**WORK TO COMPLETE**
Continue the news article about IAG's purchase of Air Europa from where it stops.

::: PAGE EXCERPT

Aer Lingus owner International Airlines Group (IAG) has agreed to pay €400 million to Spain's Globalia for the remaining 80% of airline Air Europa it did not already own.

IAG, which also owns British Airways, said the deal will allow it to improve its position in the Latin American market and expand into Asia, while allowing its Madrid hub to compete with other major airports in Europe.

Air Europa, which will maintain its brand but will be managed by Iberia, owns 50 planes and has a further 15 on order, the company said.

Its fleet consists of Boeing 787 Dreamliners and Boeing 737s, Globalia said in a separate statement.

IAG said the acquisition will allow it to achieve significant cost cuts that it expects to bear fruit between 2026 and 2028 if the deal is finalised in the next 18 months.

It said the first €200 million will be paid once the deal gets the go-ahead from antitrust authorities. Another €100 million will be paid in IAG shares while the final €100 million will be paid in cash.

Many of Europe´s legacy airlines, hampered by weak balance sheets, are struggling to compete with budget airlines.

That will inevitably lead to a period of consolidation, Ryanair Chief Executive Office Michael O'Leary told Reuters earlier this month.

::::::
::: DATA FOR REVIEW

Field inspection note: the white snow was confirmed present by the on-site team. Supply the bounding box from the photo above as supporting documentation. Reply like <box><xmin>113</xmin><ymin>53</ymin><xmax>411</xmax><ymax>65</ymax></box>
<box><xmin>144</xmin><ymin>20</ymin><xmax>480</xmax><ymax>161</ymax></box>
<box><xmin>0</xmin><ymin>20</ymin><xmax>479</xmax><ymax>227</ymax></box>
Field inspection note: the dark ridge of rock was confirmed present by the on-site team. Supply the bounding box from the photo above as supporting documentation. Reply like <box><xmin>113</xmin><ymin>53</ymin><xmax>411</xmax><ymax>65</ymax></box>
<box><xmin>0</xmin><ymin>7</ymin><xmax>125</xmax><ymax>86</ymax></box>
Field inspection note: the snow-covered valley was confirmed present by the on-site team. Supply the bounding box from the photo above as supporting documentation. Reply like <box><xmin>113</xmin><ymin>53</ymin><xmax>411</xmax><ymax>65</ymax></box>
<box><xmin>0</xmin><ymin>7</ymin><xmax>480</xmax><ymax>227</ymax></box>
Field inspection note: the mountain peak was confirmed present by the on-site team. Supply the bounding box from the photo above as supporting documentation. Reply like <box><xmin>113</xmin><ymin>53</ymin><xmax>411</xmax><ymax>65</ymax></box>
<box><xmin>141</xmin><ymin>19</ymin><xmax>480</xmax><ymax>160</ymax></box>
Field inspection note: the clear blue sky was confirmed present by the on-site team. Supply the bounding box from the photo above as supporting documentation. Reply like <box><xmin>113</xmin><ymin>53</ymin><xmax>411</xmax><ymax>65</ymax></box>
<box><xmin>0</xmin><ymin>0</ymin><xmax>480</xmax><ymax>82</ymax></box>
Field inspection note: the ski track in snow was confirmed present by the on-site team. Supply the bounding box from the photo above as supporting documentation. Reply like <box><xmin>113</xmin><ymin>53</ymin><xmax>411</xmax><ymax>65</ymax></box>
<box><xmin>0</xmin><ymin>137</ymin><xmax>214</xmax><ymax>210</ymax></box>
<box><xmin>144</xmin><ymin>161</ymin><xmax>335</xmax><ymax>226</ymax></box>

::::::
::: DATA FOR REVIEW

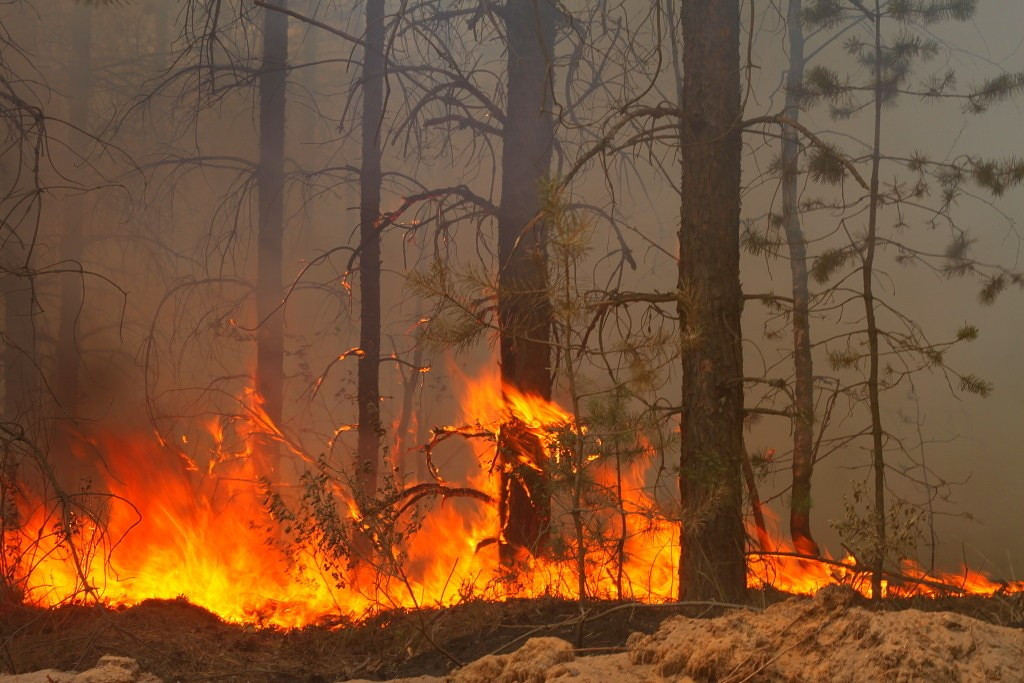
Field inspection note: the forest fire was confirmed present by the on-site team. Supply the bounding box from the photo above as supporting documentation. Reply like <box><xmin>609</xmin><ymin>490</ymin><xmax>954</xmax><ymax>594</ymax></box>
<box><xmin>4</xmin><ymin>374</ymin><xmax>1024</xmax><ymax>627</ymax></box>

::::::

**ANSWER AREA**
The protracted takeover began in 2019 when IAG announced it had agreed to buy its smaller rival for €1 billion with the goal of building a big hub in Madrid, but the COVID pandemic and antitrust concerns derailed the merger.

As the pandemic tipped the airline industry into crisis, hitting Air Europa particularly hard, shareholders in both companies agreed to cut the deal's price tag to €500 million.

Spain's government approved a €475-million rescue package for Air Europa in November 2020, a part of which could be converted into equity, meaning the Spanish government has also been involved in the talks since then.

Negotiations had all but ground to a halt until March 2022 when IAG agreed to grant Air Europa a 100 million-euro loan convertible into a 20% stake.